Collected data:
>> start

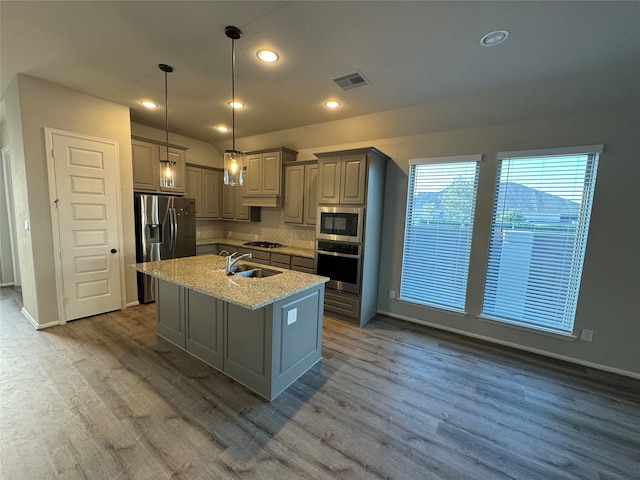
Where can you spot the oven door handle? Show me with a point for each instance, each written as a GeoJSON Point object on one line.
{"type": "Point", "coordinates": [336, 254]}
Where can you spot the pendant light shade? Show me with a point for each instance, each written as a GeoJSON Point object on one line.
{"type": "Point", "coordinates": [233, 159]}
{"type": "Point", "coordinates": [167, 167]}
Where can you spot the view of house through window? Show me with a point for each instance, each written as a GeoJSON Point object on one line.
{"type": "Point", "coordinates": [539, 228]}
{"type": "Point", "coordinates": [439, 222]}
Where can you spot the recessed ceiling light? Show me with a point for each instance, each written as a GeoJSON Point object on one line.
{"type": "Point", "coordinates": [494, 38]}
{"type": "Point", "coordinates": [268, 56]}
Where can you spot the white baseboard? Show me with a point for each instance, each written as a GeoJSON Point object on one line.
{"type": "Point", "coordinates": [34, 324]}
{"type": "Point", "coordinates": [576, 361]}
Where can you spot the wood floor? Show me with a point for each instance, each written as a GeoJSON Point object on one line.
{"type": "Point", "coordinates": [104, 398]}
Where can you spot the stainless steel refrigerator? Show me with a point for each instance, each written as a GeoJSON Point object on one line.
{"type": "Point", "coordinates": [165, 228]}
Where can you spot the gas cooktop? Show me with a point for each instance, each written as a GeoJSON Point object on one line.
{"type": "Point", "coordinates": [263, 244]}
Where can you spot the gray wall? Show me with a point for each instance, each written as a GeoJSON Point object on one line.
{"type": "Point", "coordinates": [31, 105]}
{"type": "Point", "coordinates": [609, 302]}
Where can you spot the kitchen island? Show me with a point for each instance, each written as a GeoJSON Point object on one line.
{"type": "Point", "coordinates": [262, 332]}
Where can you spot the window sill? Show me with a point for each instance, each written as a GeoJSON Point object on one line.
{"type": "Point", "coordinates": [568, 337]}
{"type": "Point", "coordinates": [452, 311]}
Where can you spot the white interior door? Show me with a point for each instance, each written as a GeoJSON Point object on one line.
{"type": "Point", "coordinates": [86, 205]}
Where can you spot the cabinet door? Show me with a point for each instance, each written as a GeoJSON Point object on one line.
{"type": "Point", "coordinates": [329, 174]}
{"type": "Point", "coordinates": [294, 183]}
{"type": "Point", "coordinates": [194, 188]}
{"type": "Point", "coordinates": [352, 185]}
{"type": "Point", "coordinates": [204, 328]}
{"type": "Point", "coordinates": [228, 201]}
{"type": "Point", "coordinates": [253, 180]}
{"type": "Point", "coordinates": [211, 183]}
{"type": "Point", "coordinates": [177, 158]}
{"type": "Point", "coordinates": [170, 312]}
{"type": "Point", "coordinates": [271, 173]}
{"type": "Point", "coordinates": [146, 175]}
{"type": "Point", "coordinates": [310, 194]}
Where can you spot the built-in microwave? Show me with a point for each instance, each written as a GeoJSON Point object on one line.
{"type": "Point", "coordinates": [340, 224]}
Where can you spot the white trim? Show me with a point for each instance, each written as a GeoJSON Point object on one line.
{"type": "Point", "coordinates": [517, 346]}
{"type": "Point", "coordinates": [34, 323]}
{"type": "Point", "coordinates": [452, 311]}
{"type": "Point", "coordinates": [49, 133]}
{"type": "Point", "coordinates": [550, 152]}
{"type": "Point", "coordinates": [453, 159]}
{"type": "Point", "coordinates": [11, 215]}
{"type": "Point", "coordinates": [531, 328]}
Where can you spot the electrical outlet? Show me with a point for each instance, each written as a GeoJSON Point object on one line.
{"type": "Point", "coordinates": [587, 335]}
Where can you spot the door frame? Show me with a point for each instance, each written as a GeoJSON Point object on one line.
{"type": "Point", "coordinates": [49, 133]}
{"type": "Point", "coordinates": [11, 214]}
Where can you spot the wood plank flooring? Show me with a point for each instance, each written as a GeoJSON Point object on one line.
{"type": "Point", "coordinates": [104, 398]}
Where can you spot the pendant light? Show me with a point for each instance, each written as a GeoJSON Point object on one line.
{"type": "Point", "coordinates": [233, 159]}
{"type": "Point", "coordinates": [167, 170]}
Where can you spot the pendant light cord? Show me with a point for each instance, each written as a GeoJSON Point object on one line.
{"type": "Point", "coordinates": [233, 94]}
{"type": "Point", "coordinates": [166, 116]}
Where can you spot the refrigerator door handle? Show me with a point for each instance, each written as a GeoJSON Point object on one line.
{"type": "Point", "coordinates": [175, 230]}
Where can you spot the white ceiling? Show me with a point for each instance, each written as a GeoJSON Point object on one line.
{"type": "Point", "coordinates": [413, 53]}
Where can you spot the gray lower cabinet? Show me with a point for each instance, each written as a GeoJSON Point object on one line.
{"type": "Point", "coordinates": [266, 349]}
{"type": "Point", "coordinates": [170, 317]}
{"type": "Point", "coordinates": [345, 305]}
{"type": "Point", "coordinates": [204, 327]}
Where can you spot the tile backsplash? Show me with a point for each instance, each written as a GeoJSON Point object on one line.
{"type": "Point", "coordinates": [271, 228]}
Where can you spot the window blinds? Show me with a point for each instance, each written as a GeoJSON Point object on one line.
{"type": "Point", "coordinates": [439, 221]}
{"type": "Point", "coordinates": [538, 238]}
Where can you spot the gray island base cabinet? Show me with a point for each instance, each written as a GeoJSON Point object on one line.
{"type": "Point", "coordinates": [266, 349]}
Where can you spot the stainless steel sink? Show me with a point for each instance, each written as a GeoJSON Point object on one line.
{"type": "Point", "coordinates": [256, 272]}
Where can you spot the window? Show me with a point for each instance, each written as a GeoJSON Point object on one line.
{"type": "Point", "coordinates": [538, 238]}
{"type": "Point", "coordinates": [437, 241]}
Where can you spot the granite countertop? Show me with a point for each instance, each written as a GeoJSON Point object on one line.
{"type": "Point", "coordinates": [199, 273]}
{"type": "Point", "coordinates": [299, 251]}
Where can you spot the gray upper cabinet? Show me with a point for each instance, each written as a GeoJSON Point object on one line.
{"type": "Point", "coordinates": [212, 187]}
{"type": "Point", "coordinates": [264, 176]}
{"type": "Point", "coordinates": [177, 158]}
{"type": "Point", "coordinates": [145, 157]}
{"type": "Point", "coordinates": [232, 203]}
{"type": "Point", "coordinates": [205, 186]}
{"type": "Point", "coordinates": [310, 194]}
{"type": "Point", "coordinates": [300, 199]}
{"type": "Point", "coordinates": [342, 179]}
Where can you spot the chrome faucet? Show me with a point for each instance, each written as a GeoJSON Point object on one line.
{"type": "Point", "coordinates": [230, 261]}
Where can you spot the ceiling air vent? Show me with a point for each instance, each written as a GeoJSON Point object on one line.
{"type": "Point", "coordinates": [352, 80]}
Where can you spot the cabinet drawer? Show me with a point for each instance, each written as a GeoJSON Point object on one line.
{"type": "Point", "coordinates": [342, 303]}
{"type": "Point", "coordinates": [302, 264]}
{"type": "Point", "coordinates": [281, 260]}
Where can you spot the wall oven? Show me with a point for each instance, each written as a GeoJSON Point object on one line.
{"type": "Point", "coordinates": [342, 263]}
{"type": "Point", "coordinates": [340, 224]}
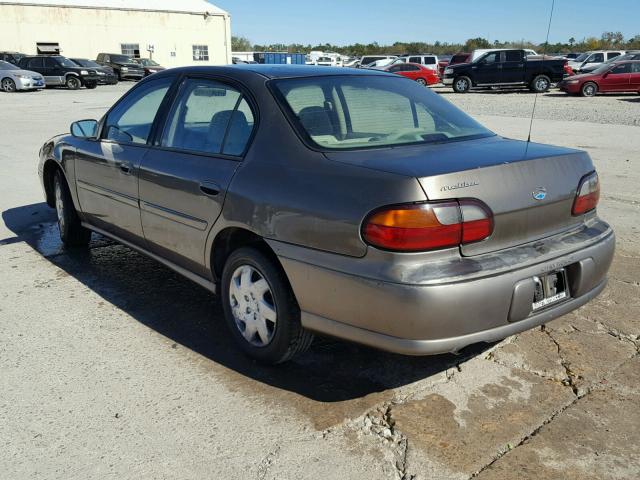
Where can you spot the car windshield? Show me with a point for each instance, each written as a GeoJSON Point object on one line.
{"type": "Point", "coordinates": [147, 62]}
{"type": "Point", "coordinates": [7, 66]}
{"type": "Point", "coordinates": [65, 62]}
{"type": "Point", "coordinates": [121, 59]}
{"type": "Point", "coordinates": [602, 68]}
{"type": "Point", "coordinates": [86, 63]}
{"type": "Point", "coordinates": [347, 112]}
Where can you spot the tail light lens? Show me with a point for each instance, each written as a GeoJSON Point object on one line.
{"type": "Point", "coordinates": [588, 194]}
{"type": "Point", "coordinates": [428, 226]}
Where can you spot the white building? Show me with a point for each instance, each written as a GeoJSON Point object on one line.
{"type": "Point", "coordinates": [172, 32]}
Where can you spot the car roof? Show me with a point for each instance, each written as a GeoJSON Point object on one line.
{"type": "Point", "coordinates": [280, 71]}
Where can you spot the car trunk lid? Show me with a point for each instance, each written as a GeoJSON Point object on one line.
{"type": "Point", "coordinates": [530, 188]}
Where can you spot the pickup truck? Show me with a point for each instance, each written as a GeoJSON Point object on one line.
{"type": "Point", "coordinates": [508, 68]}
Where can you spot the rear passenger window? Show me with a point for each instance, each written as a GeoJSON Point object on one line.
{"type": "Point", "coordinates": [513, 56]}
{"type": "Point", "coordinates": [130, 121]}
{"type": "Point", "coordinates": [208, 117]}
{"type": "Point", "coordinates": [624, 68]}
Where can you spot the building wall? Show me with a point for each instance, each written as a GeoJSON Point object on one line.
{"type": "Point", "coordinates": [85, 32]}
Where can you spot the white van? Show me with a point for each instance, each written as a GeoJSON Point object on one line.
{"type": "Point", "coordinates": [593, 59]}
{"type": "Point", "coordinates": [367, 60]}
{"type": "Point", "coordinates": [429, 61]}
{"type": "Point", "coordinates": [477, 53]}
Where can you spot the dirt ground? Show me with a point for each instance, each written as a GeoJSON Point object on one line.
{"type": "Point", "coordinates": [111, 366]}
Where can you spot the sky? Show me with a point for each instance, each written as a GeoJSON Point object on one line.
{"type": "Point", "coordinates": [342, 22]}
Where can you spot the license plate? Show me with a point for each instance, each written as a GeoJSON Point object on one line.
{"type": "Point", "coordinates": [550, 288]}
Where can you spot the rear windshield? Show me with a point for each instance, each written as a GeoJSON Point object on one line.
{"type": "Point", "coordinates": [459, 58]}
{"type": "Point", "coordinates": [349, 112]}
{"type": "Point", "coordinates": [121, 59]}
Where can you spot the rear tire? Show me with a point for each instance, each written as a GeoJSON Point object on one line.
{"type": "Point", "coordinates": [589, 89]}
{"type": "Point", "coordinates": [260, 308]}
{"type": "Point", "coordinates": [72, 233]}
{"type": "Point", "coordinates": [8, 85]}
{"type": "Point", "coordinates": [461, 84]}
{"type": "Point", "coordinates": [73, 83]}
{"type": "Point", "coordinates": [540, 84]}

>> end
>> start

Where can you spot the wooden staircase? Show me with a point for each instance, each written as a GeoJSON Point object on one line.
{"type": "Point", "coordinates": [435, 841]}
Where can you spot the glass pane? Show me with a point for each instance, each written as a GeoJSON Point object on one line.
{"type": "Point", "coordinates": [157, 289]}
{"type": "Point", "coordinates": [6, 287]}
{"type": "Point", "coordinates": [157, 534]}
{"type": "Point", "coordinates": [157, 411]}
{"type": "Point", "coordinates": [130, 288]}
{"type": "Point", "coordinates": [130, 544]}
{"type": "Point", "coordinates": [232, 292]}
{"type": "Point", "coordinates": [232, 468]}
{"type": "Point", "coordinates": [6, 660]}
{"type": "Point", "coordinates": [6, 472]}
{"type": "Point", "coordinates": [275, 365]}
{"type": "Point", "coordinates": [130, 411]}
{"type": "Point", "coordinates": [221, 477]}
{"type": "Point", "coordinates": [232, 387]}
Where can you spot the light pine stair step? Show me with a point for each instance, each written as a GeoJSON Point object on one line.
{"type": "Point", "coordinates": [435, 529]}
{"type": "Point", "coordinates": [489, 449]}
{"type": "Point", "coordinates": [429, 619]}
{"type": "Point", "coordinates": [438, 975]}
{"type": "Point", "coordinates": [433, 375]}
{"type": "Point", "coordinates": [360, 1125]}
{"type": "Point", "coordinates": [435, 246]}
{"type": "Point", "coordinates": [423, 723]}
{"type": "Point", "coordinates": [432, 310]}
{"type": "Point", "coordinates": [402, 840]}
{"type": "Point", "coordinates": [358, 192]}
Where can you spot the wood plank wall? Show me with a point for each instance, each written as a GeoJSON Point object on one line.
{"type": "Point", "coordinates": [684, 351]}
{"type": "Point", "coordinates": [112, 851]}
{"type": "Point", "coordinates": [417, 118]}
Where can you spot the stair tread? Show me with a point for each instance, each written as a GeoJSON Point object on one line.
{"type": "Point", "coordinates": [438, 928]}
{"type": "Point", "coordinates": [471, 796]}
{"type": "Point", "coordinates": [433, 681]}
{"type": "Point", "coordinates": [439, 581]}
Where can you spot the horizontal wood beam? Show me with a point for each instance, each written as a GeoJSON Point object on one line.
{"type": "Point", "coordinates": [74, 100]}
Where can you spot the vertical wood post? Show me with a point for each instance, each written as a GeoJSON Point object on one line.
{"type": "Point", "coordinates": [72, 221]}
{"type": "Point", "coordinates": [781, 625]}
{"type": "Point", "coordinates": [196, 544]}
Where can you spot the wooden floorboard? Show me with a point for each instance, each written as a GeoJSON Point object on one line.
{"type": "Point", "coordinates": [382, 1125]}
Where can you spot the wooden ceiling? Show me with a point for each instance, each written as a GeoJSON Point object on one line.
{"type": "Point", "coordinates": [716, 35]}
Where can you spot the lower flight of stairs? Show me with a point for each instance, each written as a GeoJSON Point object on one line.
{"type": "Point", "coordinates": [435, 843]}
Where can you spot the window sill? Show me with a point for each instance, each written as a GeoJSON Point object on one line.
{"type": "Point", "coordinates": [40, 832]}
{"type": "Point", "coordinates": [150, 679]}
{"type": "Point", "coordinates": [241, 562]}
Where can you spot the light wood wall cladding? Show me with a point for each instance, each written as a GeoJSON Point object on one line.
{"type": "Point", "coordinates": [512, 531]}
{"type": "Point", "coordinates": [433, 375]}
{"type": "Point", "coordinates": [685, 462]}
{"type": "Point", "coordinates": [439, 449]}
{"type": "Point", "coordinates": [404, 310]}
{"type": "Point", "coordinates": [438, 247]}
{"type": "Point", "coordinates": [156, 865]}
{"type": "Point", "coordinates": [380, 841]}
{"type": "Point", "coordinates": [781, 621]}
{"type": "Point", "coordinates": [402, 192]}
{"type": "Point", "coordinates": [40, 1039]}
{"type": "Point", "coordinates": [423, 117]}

>> end

- [Problem to solve]:
Count the lines of the records that contain the word "windshield". Reply with the number alone.

- [Answer to the problem]:
2